Your assignment:
Write out every entry exactly; the pictures do not belong in the copy.

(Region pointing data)
# # # # #

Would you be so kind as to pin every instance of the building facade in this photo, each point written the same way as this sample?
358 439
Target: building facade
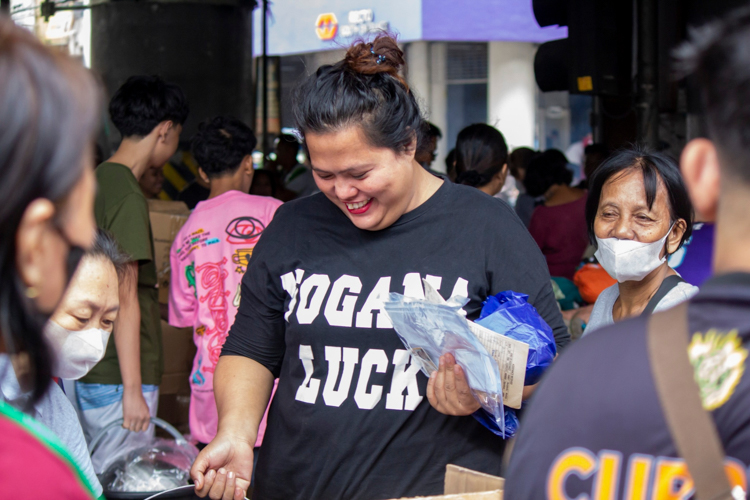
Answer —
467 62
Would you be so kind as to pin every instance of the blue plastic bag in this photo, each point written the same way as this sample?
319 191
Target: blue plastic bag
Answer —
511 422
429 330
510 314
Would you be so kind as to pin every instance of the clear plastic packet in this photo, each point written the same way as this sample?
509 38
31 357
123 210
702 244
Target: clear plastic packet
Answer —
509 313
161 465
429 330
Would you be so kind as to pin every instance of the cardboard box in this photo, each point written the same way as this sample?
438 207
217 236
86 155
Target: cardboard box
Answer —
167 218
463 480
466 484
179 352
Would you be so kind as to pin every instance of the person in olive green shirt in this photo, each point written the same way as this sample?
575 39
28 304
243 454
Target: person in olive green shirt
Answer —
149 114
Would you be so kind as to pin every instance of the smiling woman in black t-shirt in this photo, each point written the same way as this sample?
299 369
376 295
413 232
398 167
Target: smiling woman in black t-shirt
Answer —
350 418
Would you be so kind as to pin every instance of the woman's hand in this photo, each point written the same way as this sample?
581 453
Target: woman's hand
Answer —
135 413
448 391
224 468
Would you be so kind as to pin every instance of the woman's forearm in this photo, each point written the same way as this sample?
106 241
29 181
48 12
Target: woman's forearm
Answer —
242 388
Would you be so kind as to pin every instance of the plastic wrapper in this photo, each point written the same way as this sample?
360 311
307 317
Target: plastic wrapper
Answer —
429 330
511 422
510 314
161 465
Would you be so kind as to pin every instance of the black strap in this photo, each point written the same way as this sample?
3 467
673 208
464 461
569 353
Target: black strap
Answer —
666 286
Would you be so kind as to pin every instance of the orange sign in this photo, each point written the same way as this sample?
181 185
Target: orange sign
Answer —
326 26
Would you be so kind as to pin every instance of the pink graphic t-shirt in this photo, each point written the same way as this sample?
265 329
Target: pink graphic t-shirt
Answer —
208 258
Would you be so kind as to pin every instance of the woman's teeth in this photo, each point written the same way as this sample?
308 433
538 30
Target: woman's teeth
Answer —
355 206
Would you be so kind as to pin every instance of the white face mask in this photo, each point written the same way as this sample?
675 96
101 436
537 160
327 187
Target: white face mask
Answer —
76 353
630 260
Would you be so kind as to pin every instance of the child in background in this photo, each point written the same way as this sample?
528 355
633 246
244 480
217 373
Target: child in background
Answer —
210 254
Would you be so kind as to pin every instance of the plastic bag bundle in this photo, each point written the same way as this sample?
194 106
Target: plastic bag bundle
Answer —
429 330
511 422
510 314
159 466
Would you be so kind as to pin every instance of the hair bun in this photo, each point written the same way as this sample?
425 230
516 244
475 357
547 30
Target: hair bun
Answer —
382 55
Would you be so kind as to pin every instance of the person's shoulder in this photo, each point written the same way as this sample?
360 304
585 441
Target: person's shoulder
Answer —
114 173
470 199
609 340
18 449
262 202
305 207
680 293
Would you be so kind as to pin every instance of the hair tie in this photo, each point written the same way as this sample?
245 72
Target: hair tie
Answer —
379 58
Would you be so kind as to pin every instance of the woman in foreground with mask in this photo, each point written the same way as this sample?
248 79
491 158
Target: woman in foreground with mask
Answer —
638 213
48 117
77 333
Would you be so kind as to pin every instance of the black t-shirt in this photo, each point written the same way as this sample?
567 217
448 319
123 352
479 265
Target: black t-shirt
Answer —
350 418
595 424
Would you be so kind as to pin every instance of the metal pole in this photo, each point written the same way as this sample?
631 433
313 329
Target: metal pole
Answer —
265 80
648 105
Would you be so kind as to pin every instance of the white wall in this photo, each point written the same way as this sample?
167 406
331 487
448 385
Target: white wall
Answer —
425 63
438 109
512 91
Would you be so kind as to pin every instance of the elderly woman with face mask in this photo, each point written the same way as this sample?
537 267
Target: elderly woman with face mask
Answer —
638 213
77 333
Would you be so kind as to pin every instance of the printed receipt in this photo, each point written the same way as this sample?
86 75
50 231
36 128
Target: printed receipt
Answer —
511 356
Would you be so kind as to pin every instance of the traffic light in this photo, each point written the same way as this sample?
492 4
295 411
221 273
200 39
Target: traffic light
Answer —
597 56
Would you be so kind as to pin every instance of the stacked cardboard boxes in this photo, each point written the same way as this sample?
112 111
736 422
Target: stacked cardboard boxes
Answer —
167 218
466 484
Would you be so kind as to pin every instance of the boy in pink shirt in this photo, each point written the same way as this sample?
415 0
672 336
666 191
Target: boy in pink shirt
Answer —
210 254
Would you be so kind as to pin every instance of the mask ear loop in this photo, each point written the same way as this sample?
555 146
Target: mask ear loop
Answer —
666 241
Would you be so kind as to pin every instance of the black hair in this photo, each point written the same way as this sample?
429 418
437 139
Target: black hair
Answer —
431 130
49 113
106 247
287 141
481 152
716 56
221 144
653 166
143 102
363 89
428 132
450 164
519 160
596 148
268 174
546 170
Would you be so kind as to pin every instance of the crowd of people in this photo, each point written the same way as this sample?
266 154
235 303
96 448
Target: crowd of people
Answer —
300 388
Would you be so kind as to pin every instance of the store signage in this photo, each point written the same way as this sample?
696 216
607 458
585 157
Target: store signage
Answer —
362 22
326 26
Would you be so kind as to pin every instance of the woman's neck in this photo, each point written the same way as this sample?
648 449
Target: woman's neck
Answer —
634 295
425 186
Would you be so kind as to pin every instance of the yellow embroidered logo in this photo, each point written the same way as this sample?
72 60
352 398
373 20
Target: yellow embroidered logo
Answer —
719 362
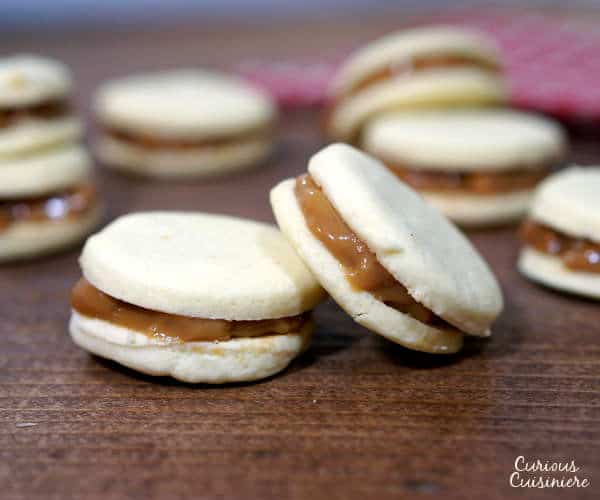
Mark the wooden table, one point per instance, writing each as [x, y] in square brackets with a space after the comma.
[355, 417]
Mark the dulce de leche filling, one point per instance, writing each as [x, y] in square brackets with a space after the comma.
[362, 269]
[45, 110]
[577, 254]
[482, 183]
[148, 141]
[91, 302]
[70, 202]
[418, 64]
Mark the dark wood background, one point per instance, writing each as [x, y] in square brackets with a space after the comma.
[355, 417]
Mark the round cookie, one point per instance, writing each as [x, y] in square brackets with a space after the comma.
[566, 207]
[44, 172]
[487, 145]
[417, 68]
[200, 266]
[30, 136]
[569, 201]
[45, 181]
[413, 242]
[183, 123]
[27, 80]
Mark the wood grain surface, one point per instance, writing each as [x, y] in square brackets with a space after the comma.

# # # # #

Solution for this exercise:
Would you be so kind as to pin every instance of the building facade in this photo, each point written the same way as this sample?
358 439
Target: building facade
Answer —
467 62
Would you be so kind as to pin every instance of the blue plastic bag in this photo, each point written the same way as this sample?
319 191
Target: blue plastic bag
Answer —
511 422
429 330
510 314
Would you be so kind as to pin every instance of the clear plastic packet in this photo, each point written the same way as this sample?
509 38
31 357
123 210
702 244
Target: clear plastic packet
Answer —
509 313
161 465
429 330
Would you be so kind as to pin every instance of the cardboard box in this photo, each point written the same way as this sample?
438 207
217 236
86 155
Target: cardboard box
Answer —
167 218
463 480
466 484
179 352
Would you be so kind as to pin every instance of the person in olive green shirt in this photo, each point written the same way as this sample?
575 39
28 304
243 454
Target: person in olive green shirt
Answer —
149 114
Would you be so kind as to pin every instance of the smiling woman in black t-shirt in this photo, each point written the same way as this sample?
299 369
376 295
413 232
398 167
Target: smiling woman in black t-shirt
Answer —
350 418
Would you be so kind as to pin every instance of the woman's hand in this photo, each point written the same way as this sample?
581 453
Target: woman's hand
Answer —
135 413
448 391
224 468
Would you be so kind as to pin every instance of the woman's forearm in this photo, each point written the same way as this sample?
106 241
29 181
48 12
Target: woman's forearm
Answer —
242 388
Would you be so kind as to pin every instance of the plastic wrapper in this photo, each point written the same way as this sample?
360 311
307 317
Target: plastic wrapper
Answer —
429 330
511 422
510 314
161 465
Would you be so kind as to pin every instance of the black strap in this photo, each point written the same way as this sample?
3 467
673 208
464 461
569 353
Target: black strap
Answer —
666 286
Would you be so kind as to pin every instance of the orange sign in this photo, each point written the same way as this sample?
181 185
Target: orange sign
Answer —
326 26
Would you be so kind as to pin every instance of the pink graphic t-shirt in this photo, each point written the same way as this sample?
265 329
Target: pink graphic t-shirt
Answer —
208 258
Would you be so kind as to pin every instance of the woman's teeth in this photo, each point written the same way as this sample?
308 433
538 30
Target: woman's teeth
Answer —
355 206
Would you be so kind as to pin every instance of the white face mask in this photo, each point written the same way as this sample?
675 96
101 436
537 160
327 187
Target: white face mask
Answer —
76 353
630 260
Would you be so kind as to pin every instance of the child in background in this photo, each point written the same way as this sample?
528 355
633 246
244 480
217 373
Target: child in background
Answer —
210 254
Would you be so kind as to pin every instance of the plastic bag bundle in this photo, each point written the same way as this sample?
194 106
Target: plastic bag bundle
Answer —
429 330
511 422
510 314
159 466
Would you be so kind as to pin every instance of the hair bun in this photo, each point written the same way as this sample?
425 230
516 244
475 357
547 30
Target: hair bun
Answer —
382 55
Would you be so kind as to pin every instance of the person's shoulder in this photo, each point written the same way as this sample?
360 304
585 441
Target: person's shoulder
Answer —
114 173
470 199
609 340
18 449
262 202
305 207
680 293
Would you be so kind as to pin every instance of the hair tie in this photo, each point written the same way as this sample?
245 72
Target: hair tie
Answer —
379 58
Would you be so kind as to pin every instance of the woman in foreground with mask in this photo, each point written the same way as this sample?
248 79
491 158
Target: woman in foreground with mask
Answer —
638 213
48 117
77 333
Would you be so kind as to pin every instance of the black t-shirt in this photo, each point written the same way as this sample?
567 217
448 319
123 352
479 265
Target: black t-shirt
Answer —
350 418
595 424
Would you be so kind as to pin every instance of the metal pole in this photo, each point written the same way as this sample?
631 433
313 329
Target: metal pole
Answer —
265 80
648 105
Would you be so kind as to pin every instance of the white wall in this photo, each point written the same way as this sample?
167 406
331 487
448 385
Target: white wall
Answer —
425 63
438 109
512 91
Would you be so kind as to pin every instance of the elderly woman with face mask in this photo, each point written the same way as this sample?
537 267
Target: elderly woman with face mask
Answer —
638 213
77 333
Would you be so kind as to pin every instance of the printed receipt in this photo, each point written the same way as this sample?
86 75
50 231
36 128
Target: printed receipt
Answer —
511 356
Would you be so kind as to pin every instance of the traffic light in this photo, each point written the same way as this sample?
492 4
295 411
221 273
200 39
Target: traffic light
Answer —
597 56
Would you be so kind as to pin every instance of the stacked cardboard boxes in this photo, each point written the same way as this sample?
112 111
736 422
Target: stacked cardboard boxes
Answer —
167 218
466 484
Would you be so kind as to pin every instance of the boy in pink shirt in this photo, each point written the same way as this sample?
415 0
672 336
666 191
Target: boy in pink shirt
Answer —
210 254
Would you be so kind as to pin every instance of the mask ear loop in this photo, each point written the same way as this sample?
555 146
Target: mask ear loop
Answer —
666 241
Would you be so kind as to pin every instance of the black hair in this photo, each point written the same way as this sample?
429 418
437 139
Target: black hair
Answer —
431 130
49 113
106 247
287 141
481 152
716 56
221 144
653 166
143 102
363 89
428 132
450 164
519 160
596 148
268 174
546 170
Would you be so kind as to pin every instance of the crowd of people in this photo, each point written the same way as this sample?
266 154
235 303
96 448
Target: crowd of people
Answer —
300 388
Would you be so kind as to pin every instance of the store signage in this photo, each point written the same way as this sample?
696 216
607 458
585 157
Target: store signage
Answer —
362 22
326 26
Would you be so kind as to pin every instance of the woman's neck in this photo, each point written the same way as this sample?
648 449
Target: woman's neck
Answer —
634 295
425 186
Would you be so kind as to pin every instance of the yellow embroidered logo in this photo, each point written the same way as this sample?
72 60
352 398
373 20
Target: yellow embroidered logo
Answer —
719 362
Mark the wooden table, one point per instance, writing each as [x, y] in square brackets with a space after the comma.
[355, 417]
Mark the dulce de leche filling, one point per instance, writing each as [x, y] in square brackets with a space after the comma.
[362, 269]
[45, 110]
[577, 254]
[482, 183]
[148, 141]
[91, 302]
[70, 202]
[418, 64]
Mark the dark wood background, one point per instance, writing each as [x, y] in square brackets with a space after the comma.
[355, 417]
Mark the round cookie, one point per instance, writing each as [x, y] in square brackets with a space after the comma.
[566, 207]
[44, 172]
[487, 145]
[417, 68]
[200, 266]
[30, 136]
[569, 201]
[45, 181]
[413, 242]
[183, 123]
[27, 80]
Mark the wood grain surface, one point per instance, writing each as [x, y] in square brackets with a space after the comma.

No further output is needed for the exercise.